| Records for the exercise |

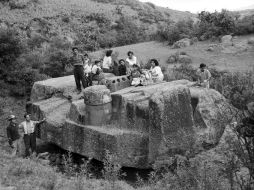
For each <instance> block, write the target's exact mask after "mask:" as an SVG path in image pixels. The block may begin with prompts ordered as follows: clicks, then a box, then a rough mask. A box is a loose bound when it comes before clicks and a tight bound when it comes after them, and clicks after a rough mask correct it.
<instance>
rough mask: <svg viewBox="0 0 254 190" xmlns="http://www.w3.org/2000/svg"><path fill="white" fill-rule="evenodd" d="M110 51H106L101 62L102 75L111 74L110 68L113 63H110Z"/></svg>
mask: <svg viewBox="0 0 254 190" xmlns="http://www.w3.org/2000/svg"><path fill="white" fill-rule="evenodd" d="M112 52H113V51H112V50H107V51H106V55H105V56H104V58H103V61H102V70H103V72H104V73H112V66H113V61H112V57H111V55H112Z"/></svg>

==

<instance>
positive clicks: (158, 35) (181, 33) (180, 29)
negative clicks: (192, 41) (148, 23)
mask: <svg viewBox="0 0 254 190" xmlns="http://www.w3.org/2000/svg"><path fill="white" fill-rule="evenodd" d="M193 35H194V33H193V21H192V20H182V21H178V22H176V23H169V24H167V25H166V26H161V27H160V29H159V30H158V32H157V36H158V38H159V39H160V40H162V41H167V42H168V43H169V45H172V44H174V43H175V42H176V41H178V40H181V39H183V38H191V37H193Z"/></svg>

| Assignment |
Could you write out the data above exactly, from the line containing "For each <instance>" through the line containing "rough mask: <svg", with both of those lines included?

| Answer space |
For each <instance> block, write the target's exact mask after "mask:" as an SVG path in image pixels. The block may begin with prompts ordered as follows: clicks, then a box, then a rough mask. A box is a loose bound when it comes before clicks and a tight bound when it comes after them, and clicks after a rough mask correct it.
<instance>
rough mask: <svg viewBox="0 0 254 190" xmlns="http://www.w3.org/2000/svg"><path fill="white" fill-rule="evenodd" d="M110 51H106L101 62L102 75L111 74L110 68L113 63H110Z"/></svg>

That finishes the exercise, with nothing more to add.